▶ [Task statement]
Present the entries below, from the line containing "Exercise. Pick out the sky" through the end of the entries, as a Markdown table with the columns No. and Line, giving each line a row number and leaving out blank lines.

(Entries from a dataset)
-----

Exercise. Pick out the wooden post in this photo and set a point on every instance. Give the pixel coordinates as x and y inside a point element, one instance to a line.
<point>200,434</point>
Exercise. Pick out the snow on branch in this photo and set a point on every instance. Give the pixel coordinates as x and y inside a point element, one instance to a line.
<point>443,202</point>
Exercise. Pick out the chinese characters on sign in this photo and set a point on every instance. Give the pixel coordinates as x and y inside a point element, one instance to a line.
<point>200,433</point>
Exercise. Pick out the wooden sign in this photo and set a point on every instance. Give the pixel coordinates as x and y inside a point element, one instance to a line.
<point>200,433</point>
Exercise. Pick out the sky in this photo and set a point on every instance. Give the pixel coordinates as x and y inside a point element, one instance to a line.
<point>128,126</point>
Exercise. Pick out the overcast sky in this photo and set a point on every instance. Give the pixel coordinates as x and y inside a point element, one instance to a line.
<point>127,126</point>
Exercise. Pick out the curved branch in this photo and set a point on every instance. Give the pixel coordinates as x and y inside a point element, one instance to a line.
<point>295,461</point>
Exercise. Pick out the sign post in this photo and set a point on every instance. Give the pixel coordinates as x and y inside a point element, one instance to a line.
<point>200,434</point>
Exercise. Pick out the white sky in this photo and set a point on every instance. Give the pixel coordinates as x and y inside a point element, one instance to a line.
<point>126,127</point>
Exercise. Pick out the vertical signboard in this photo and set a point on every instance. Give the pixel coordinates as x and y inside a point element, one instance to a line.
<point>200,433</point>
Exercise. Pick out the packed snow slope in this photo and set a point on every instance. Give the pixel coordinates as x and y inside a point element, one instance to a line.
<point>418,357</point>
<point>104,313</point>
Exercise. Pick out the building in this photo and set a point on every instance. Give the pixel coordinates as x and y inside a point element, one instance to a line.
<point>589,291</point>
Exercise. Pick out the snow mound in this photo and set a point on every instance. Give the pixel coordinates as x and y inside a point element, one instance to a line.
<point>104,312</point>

-----

▶ [Completed task]
| No. | Line |
|---|---|
| 1 | Exercise. Pick out the sky in this photo and set a point on every instance. Give the pixel coordinates as x and y inside a point element, one instance to a line. |
| 2 | <point>128,126</point> |
| 3 | Exercise. Pick out the overcast sky in this photo and set a point on every instance. Give the pixel coordinates as x and y inside a point element, one instance to a line. |
| 4 | <point>127,126</point> |
| 5 | Exercise. Pick out the curved branch in this photo and set a point on every instance. Give the pixel coordinates as x and y inside a point element, one instance to a line. |
| 6 | <point>295,461</point> |
| 7 | Exercise. Pick out the sign post in this photo and set a point on every instance. Give the pixel coordinates as x and y inside a point element, one instance to a line. |
| 8 | <point>200,434</point> |
| 9 | Exercise. Pick out the white sky in this photo and set a point on every instance. Give the pixel coordinates as x and y inside a point element, one instance to a line. |
| 10 | <point>126,127</point> |
| 11 | Exercise. Pick out the vertical signboard in this photo and set a point on every instance. Give the pixel coordinates as x and y inside a point element, one instance to a line. |
| 12 | <point>200,433</point> |
| 13 | Exercise. Pick out the packed snow slope in this photo and set a point on every instance. Give the pixel coordinates as x and y inside a point element, one instance to a line. |
| 14 | <point>418,357</point> |
| 15 | <point>104,313</point> |
| 16 | Exercise. Pick out the building in this photo and set a point on every instance. Give the pixel coordinates as x and y inside a point element, one instance to a line. |
| 17 | <point>589,291</point> |
| 18 | Exercise. Pick out the snow mound in this photo and set a point on every instance. Give the pixel coordinates as x and y inside a point element, one instance to a line. |
| 19 | <point>104,312</point> |